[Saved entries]

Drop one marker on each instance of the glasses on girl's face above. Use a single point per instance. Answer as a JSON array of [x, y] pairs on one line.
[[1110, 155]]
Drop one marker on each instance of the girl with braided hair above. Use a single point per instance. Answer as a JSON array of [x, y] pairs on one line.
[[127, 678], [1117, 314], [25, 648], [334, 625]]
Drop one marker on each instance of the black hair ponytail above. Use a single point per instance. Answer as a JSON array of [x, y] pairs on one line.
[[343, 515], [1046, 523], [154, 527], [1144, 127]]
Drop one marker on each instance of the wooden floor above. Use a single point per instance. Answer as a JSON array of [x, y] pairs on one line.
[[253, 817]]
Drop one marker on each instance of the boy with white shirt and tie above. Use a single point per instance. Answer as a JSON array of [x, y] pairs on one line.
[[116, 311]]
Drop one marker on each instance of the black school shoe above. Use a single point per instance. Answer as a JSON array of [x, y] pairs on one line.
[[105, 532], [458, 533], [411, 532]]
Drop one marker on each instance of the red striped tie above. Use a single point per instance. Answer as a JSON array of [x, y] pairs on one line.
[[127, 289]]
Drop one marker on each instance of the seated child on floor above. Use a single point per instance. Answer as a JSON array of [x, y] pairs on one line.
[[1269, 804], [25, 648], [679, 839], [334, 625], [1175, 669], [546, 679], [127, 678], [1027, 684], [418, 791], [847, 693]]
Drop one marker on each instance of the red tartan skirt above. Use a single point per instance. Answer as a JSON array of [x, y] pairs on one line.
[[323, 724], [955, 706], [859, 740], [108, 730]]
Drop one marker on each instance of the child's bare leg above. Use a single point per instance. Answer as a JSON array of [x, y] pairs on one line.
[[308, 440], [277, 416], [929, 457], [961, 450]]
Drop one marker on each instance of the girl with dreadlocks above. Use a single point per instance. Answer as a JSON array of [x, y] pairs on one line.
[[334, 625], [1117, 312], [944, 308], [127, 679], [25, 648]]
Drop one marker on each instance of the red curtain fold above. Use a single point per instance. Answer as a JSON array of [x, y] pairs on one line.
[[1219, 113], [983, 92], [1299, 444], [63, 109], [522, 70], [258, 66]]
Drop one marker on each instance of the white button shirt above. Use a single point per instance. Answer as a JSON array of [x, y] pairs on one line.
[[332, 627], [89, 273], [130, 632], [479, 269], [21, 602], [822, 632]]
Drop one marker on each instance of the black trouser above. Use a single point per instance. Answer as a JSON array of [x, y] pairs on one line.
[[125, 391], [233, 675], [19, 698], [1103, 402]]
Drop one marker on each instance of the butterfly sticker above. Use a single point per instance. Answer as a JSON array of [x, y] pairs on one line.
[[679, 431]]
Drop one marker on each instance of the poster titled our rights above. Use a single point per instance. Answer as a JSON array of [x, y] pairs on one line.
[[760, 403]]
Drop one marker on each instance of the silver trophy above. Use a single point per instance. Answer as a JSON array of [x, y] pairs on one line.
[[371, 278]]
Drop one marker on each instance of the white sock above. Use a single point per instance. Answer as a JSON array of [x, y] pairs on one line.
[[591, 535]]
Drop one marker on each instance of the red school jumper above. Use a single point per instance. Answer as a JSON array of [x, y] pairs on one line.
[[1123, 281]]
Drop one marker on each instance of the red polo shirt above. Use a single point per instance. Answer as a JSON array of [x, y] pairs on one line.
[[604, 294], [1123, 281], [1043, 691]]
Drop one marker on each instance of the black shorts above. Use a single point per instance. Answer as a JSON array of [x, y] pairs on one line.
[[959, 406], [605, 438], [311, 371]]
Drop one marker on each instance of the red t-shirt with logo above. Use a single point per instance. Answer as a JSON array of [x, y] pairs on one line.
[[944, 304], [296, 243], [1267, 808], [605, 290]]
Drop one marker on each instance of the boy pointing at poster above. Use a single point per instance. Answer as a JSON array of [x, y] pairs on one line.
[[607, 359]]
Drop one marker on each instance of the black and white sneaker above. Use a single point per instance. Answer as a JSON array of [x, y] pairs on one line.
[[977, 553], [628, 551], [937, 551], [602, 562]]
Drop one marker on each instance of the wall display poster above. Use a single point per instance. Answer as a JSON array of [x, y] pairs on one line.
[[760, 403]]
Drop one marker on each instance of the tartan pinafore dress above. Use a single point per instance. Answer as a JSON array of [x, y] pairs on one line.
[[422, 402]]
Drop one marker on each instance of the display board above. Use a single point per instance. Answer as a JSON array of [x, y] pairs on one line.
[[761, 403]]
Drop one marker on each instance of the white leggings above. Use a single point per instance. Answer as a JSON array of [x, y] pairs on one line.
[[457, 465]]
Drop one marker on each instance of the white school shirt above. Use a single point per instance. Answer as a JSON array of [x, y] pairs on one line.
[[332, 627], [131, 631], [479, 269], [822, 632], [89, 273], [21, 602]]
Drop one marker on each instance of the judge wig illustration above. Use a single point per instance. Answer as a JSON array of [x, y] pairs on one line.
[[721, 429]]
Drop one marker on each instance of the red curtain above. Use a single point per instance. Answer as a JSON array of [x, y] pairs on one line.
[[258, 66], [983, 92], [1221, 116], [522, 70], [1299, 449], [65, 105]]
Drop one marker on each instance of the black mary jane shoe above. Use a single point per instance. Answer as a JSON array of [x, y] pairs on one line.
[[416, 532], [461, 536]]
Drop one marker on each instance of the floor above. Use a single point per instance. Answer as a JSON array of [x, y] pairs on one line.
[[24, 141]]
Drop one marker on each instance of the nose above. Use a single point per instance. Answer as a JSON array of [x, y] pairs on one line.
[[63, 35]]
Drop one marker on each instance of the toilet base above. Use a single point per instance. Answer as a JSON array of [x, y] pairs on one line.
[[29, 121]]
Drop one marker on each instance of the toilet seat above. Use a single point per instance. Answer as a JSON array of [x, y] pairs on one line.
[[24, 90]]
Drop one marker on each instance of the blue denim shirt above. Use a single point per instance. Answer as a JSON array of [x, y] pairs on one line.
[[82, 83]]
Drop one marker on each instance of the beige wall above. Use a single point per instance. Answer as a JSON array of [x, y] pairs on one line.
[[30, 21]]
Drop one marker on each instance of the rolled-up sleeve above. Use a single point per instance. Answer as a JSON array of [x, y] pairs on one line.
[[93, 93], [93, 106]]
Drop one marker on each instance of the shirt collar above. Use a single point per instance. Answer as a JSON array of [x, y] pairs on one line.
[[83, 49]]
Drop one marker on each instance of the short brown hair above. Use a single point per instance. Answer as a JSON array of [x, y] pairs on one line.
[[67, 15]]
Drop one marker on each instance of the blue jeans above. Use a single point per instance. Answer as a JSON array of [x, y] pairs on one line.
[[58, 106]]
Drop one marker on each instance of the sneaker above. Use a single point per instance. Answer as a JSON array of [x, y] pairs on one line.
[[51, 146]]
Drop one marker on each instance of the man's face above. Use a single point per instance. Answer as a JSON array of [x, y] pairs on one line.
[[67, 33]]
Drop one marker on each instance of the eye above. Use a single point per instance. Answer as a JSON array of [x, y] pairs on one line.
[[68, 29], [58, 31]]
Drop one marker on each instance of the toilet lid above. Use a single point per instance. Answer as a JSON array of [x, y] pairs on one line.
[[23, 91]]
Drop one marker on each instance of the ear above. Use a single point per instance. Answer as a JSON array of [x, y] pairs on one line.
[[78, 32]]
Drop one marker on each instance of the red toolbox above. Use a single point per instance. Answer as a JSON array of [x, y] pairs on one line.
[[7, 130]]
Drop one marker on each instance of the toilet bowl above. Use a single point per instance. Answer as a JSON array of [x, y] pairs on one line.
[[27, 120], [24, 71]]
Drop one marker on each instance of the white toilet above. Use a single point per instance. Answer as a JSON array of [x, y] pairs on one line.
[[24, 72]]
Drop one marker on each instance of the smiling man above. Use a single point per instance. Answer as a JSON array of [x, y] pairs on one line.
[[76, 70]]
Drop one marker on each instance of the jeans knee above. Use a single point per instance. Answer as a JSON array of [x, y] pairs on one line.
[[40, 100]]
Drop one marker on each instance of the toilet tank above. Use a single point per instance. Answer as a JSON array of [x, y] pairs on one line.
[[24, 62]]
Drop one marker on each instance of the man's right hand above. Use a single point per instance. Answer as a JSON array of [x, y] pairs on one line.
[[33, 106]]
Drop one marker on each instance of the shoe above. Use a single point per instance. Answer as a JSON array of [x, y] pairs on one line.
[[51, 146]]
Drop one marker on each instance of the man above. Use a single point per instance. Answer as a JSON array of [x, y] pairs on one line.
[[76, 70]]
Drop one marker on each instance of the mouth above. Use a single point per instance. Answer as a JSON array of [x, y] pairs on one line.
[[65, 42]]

— Goal —
Begin at the line that has "Drop one marker on each instance of the beige" and stop after the line that has "[[27, 120], [24, 71]]", then rewrite those lines of the records above with every "toilet" renamed to "lavatory" and nothing else altered.

— Written reply —
Drop one marker on each instance of the beige wall above. Use a single point per instance. Answer as a JSON array of [x, y] pairs on one line.
[[30, 21]]
Drop one marker on each instance of the rolled-up sleeve above. Use a single point per instance. Answer as a JSON array of [x, y] pairs on one line.
[[93, 93], [93, 106]]
Drop one marker on each instance of the shirt collar above. Use a single point per instance. Answer as a JSON array of [x, y] pairs on one line.
[[83, 49]]
Drop one marker on each instance of the short brown hair above. Use a single point per instance. Answer as a JSON array of [x, y] pairs on one line.
[[67, 15]]
Drop one marker on each instance of the blue jeans above. Use a single point per instance. Answer as a JSON array of [x, y] pairs on one line.
[[58, 106]]
Drop one marker on each instance of the sneaker above. Use a single point per instance. Answer as a JSON array of [x, y] pairs on one line.
[[51, 146]]
Drop one marker on each instance of the man's face above. Use a single point per instance. Answer as a JSON array of [x, y] pairs on one line.
[[67, 33]]
Drop one marker on each instance of the eye above. Use a single point per instance. Answer as a JSON array of [x, y] pairs on one line.
[[68, 29], [58, 31]]
Drop one marker on each instance of the lavatory lid above. Use a single point per instance. Answer as a JSON array of [x, y] pairs on one line.
[[23, 91]]
Drop one marker on each instance of the ear above. Use a single point per instance. Answer as a JSON array of [x, y] pairs on one line.
[[78, 32]]
Drop one marker on each instance of the red toolbox above. Use a single point per instance. Answer as a JSON array of [x, y] pairs on one line.
[[7, 130]]
Drop one marker on each instance of the lavatory bowl above. Use a single point per instance. Answer as a JSON array of [x, y] pairs on one line.
[[27, 120], [24, 71]]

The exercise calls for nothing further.